Texto apresentado.
## Exercicío 9

Trade-offs de eficiência e qualidade

O objetivo do exercício desta semana é construir alguns pipelines de busca e analisá-los em termos das seguintes métricas:
* Qualidade dos resultados: nDCG@10;
* Latência (seg/query);
* USD por query assumindo utilização "perfeita": assim que terminou de processar uma query, já tem outra para ser processada;
* USD/mês para deixar o sistema rodando para poucos usuários (ex: 100 queries/dia);
Custo de indexação em USD;

Iremos avaliar os pipelines no TREC-COVID.
A latência precisa ser menor que 2 segundos por query.
Não assumir processamento de queries em batch.

Considerar:
* 1,50 USD/hora por A100 ou 0,21 USD/hora por T4 ou 0,50 USD/hora por V100
* 0,03 USD/hora por CPU core
* 0,005 USD/hora por GB de CPU RAM

Dicas:
* Utilizar modelos de busca "SOTA" já treinados no MS MARCO como parte do pipeline, como o SPLADE distil (esparso), contriever (denso), Colbert-v2 (denso), miniLM (reranker), monoT5-3B (reranker), doc2query minus-minus (expansão de documentos + filtragem com reranqueador na etapa de indexação)

Material de origem.
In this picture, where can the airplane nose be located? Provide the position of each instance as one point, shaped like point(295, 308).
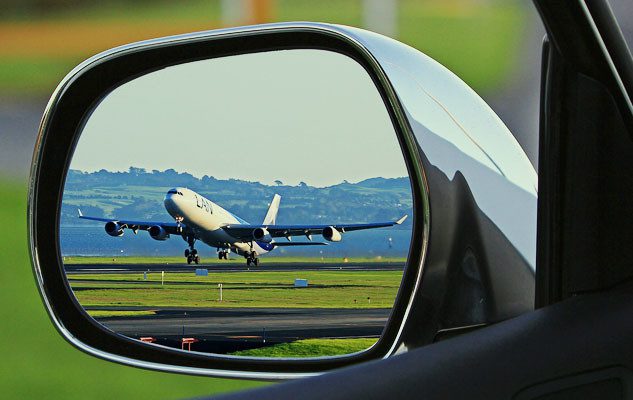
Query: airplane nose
point(171, 203)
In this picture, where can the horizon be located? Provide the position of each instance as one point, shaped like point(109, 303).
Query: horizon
point(131, 169)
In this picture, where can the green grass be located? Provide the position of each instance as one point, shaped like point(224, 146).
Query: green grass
point(479, 42)
point(73, 260)
point(311, 348)
point(327, 289)
point(38, 363)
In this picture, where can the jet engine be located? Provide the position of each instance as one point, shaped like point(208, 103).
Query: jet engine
point(157, 232)
point(113, 228)
point(331, 234)
point(262, 235)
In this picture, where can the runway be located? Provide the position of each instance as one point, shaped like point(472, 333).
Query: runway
point(233, 266)
point(225, 330)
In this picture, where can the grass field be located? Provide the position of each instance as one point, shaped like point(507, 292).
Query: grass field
point(234, 259)
point(327, 289)
point(311, 348)
point(38, 363)
point(477, 40)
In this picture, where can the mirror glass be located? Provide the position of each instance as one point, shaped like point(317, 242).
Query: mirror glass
point(251, 205)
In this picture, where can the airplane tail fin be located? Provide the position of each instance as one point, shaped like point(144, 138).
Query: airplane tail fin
point(271, 215)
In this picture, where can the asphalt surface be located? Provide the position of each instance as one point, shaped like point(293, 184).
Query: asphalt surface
point(228, 329)
point(225, 330)
point(231, 267)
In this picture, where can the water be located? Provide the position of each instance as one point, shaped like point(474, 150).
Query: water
point(92, 240)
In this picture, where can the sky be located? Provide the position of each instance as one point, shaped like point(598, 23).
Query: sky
point(294, 115)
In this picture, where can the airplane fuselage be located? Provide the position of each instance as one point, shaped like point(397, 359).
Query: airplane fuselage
point(205, 219)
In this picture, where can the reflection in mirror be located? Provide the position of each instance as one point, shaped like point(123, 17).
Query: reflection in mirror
point(171, 166)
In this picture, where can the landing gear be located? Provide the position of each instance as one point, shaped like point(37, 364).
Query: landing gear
point(191, 254)
point(251, 258)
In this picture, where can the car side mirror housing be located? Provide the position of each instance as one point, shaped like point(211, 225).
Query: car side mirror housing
point(471, 258)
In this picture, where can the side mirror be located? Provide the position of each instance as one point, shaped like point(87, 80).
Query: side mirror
point(379, 132)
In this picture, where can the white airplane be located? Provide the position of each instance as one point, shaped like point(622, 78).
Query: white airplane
point(197, 218)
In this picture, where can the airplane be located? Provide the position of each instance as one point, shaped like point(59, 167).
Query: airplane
point(197, 218)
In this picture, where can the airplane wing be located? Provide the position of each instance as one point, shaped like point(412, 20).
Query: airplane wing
point(169, 227)
point(245, 232)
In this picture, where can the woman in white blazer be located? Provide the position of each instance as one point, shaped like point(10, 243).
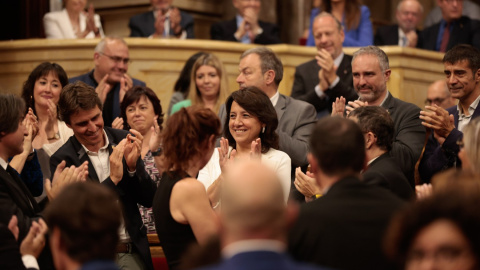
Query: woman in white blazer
point(73, 22)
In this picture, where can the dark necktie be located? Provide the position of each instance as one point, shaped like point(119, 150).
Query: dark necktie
point(445, 38)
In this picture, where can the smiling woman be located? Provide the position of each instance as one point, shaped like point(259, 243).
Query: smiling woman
point(210, 88)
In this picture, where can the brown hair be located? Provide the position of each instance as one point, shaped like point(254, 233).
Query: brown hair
point(352, 12)
point(186, 134)
point(256, 103)
point(75, 97)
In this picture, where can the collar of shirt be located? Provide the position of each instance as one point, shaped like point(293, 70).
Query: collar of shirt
point(3, 163)
point(252, 245)
point(471, 109)
point(101, 148)
point(274, 99)
point(402, 38)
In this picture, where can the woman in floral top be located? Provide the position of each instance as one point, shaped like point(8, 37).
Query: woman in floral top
point(141, 110)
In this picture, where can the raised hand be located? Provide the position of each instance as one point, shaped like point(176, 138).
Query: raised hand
point(338, 107)
point(103, 88)
point(133, 149)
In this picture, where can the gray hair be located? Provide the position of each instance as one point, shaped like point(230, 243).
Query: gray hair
point(374, 50)
point(268, 61)
point(101, 45)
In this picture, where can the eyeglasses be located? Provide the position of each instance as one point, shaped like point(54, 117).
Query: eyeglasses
point(434, 101)
point(117, 59)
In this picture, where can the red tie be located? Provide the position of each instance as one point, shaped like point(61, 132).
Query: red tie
point(445, 38)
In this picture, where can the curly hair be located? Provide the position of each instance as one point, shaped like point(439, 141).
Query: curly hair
point(186, 134)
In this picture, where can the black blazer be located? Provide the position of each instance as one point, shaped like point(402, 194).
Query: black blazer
point(409, 134)
point(131, 190)
point(436, 157)
point(344, 228)
point(306, 78)
point(143, 25)
point(465, 31)
point(224, 31)
point(385, 172)
point(388, 35)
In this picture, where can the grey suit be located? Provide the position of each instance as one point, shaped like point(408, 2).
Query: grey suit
point(409, 134)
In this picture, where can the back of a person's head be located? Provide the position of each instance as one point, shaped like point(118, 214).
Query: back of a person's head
point(252, 201)
point(377, 120)
point(457, 206)
point(338, 146)
point(88, 217)
point(256, 103)
point(12, 111)
point(75, 97)
point(186, 135)
point(463, 52)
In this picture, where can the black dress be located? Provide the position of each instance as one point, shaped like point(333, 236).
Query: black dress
point(174, 237)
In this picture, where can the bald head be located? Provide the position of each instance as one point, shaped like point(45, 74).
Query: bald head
point(252, 200)
point(438, 93)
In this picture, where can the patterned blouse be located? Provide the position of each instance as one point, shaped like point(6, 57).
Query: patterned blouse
point(147, 214)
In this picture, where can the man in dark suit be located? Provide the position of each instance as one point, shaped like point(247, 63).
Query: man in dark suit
point(260, 67)
point(254, 220)
point(88, 237)
point(342, 229)
point(321, 80)
point(114, 160)
point(382, 170)
point(462, 68)
point(453, 29)
point(405, 33)
point(164, 21)
point(371, 72)
point(109, 77)
point(246, 27)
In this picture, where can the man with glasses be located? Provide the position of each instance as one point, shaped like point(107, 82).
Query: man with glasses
point(246, 27)
point(453, 29)
point(109, 77)
point(439, 95)
point(462, 70)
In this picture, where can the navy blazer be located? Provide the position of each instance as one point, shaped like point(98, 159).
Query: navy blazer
point(388, 35)
point(225, 30)
point(143, 25)
point(465, 31)
point(306, 78)
point(344, 228)
point(111, 107)
point(131, 190)
point(260, 260)
point(438, 157)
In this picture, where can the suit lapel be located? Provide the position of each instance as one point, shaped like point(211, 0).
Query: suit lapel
point(280, 107)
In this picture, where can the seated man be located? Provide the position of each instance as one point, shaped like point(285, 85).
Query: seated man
point(453, 29)
point(342, 229)
point(246, 27)
point(462, 69)
point(113, 160)
point(254, 220)
point(438, 94)
point(382, 170)
point(405, 33)
point(164, 21)
point(84, 231)
point(328, 76)
point(109, 77)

Tarefa.
Reproduza na íntegra, sem nenhuma alteração, o texto sobre trade-offs de eficiência e qualidade. A listagem provém de outra fonte.

Resposta.
## Exercicío 9

Trade-offs de eficiência e qualidade

O objetivo do exercício desta semana é construir alguns pipelines de busca e analisá-los em termos das seguintes métricas:
* Qualidade dos resultados: nDCG@10;
* Latência (seg/query);
* USD por query assumindo utilização "perfeita": assim que terminou de processar uma query, já tem outra para ser processada;
* USD/mês para deixar o sistema rodando para poucos usuários (ex: 100 queries/dia);
Custo de indexação em USD;

Iremos avaliar os pipelines no TREC-COVID.
A latência precisa ser menor que 2 segundos por query.
Não assumir processamento de queries em batch.

Considerar:
* 1,50 USD/hora por A100 ou 0,21 USD/hora por T4 ou 0,50 USD/hora por V100
* 0,03 USD/hora por CPU core
* 0,005 USD/hora por GB de CPU RAM

Dicas:
* Utilizar modelos de busca "SOTA" já treinados no MS MARCO como parte do pipeline, como o SPLADE distil (esparso), contriever (denso), Colbert-v2 (denso), miniLM (reranker), monoT5-3B (reranker), doc2query minus-minus (expansão de documentos + filtragem com reranqueador na etapa de indexação)